■ **STATED GOAL**
Copy the listing below line for line without changing anything, and leave the picture out of your copy.

■ **DATA FOR THE TASK**

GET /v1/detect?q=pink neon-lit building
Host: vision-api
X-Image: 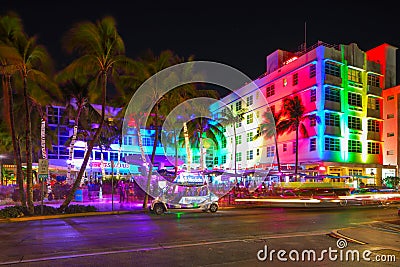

[211,42,398,185]
[382,86,400,177]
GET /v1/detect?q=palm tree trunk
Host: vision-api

[143,104,159,209]
[183,122,192,171]
[174,129,178,178]
[7,75,26,208]
[274,134,281,172]
[294,126,299,179]
[40,119,47,159]
[24,75,34,214]
[233,125,237,176]
[58,71,107,214]
[117,142,122,179]
[67,104,83,182]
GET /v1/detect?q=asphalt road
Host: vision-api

[0,207,400,266]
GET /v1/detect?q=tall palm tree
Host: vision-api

[183,117,219,171]
[56,76,91,182]
[253,107,282,172]
[279,95,310,175]
[218,108,246,176]
[0,14,26,207]
[59,16,133,214]
[0,13,53,214]
[130,50,188,209]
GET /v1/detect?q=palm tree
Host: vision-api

[0,14,26,207]
[279,95,310,175]
[183,117,219,171]
[253,107,282,172]
[56,76,91,182]
[0,12,57,214]
[59,16,133,214]
[127,50,187,209]
[218,108,246,176]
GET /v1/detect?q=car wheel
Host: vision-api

[153,203,165,215]
[210,203,218,213]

■ **TASK RESPONSE**
GET /v1/detect?q=pink neon-lit building
Host: vision-api
X-Image: 

[211,42,398,185]
[382,86,400,177]
GET /v1/detect?q=palm tree trunk
Host: vision-api

[143,104,159,209]
[183,122,192,171]
[174,129,178,178]
[7,75,26,208]
[274,134,281,172]
[294,126,299,179]
[40,119,47,159]
[24,75,34,214]
[233,125,237,176]
[58,71,107,214]
[117,142,122,179]
[67,104,83,182]
GET /v1/detect?q=asphalt road
Host: vision-api

[0,207,400,266]
GET /v1/detect?q=tall palm tree
Host: vision-api

[183,117,219,171]
[56,76,91,182]
[253,107,282,172]
[279,95,310,175]
[218,108,246,176]
[0,14,26,207]
[59,16,133,214]
[0,13,53,214]
[130,50,188,209]
GET /v1/detect?q=palm tree
Host: vision-api

[0,14,26,207]
[279,95,310,175]
[183,117,219,171]
[253,107,282,172]
[56,76,91,182]
[0,12,57,214]
[59,16,133,214]
[127,50,187,209]
[218,108,246,176]
GET /v1/detect?q=car wheel
Host: vision-api

[153,203,165,215]
[210,203,218,213]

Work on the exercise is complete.